/---

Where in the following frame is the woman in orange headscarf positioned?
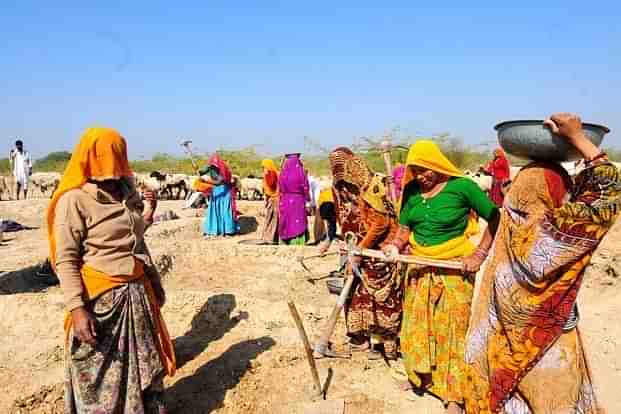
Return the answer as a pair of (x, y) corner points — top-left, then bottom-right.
(261, 159), (278, 244)
(48, 128), (175, 414)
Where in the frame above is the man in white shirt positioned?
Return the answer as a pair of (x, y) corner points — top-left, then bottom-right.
(9, 140), (32, 200)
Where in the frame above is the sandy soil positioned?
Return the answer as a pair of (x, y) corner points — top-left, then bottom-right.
(0, 200), (621, 414)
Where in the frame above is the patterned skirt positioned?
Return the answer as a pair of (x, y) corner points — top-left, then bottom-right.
(347, 259), (403, 340)
(65, 283), (166, 414)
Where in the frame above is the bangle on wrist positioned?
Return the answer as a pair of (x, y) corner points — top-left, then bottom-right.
(584, 151), (607, 166)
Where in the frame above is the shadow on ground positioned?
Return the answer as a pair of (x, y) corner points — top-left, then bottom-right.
(174, 294), (248, 368)
(0, 264), (59, 295)
(239, 216), (259, 236)
(167, 336), (276, 414)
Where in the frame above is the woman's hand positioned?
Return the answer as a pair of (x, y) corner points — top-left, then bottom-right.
(461, 254), (485, 273)
(543, 112), (600, 160)
(382, 244), (399, 263)
(71, 307), (97, 346)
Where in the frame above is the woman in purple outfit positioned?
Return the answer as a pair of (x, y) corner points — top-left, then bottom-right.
(278, 154), (310, 246)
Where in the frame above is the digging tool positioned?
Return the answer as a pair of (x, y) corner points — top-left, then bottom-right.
(314, 232), (361, 358)
(287, 301), (325, 399)
(380, 139), (398, 203)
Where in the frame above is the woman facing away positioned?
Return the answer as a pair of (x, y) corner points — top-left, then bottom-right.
(466, 114), (621, 414)
(278, 154), (310, 246)
(48, 128), (175, 414)
(384, 140), (498, 413)
(261, 159), (278, 244)
(200, 154), (239, 238)
(332, 149), (402, 359)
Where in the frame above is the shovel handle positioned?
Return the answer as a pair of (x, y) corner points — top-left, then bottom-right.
(287, 302), (323, 396)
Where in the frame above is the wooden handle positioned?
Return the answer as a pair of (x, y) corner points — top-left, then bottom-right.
(287, 302), (323, 395)
(342, 244), (463, 270)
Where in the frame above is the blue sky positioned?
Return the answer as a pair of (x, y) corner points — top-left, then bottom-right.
(0, 0), (621, 158)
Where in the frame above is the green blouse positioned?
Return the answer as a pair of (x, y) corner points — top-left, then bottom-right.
(399, 178), (498, 246)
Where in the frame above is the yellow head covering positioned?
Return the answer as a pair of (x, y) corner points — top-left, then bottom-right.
(47, 128), (133, 265)
(362, 174), (395, 215)
(261, 159), (278, 173)
(406, 140), (463, 177)
(317, 188), (334, 207)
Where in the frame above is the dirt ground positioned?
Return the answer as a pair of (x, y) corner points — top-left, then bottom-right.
(0, 200), (621, 414)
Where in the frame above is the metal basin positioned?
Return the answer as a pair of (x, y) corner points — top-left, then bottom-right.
(494, 120), (610, 162)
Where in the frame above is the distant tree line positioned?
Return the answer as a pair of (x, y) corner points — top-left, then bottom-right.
(0, 142), (621, 177)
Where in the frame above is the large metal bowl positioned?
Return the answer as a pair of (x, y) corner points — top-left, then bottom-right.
(494, 120), (610, 162)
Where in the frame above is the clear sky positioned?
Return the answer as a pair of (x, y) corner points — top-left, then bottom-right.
(0, 0), (621, 157)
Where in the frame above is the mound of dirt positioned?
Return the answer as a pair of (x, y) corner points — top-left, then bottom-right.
(9, 384), (64, 414)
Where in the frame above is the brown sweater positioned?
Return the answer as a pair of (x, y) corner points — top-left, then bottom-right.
(54, 183), (159, 311)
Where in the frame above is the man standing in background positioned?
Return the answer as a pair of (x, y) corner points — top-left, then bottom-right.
(9, 140), (32, 200)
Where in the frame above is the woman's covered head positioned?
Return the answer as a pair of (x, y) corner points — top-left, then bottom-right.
(408, 165), (447, 191)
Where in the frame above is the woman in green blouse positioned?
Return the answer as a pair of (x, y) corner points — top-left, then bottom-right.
(385, 141), (499, 414)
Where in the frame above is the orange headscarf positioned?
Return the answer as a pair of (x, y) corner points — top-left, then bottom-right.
(47, 128), (133, 266)
(261, 159), (280, 197)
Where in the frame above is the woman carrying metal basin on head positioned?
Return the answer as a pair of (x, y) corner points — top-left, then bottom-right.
(466, 114), (621, 414)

\---

» OBJECTIVE
Could you reproduce the lines from the line with "Where in the frame above is the distant" to the line with "(9, 384), (64, 414)", requests included, but scale every coordinate in the answers by 2.5, rounding each result to a whole number with halves going up?

» TASK ANSWER
Where in the frame above is the distant tree line positioned?
Return the answer as a pair of (x, y) corner points — top-left, then bottom-right.
(0, 355), (1553, 443)
Where in the frame above is the large metal bowl positioned?
Return the answer as a pair of (x, y) corner points — top-left, then bottom-right.
(1235, 300), (1525, 405)
Where in the frame above is the clear sky positioned?
Return the answer as a pair of (x, y) corner points — top-left, then bottom-right.
(0, 0), (1553, 393)
Where in the frame above is the mound of dirt positioned?
Return the answer as a pair of (x, y) corner points — top-left, then bottom-right.
(23, 960), (160, 1035)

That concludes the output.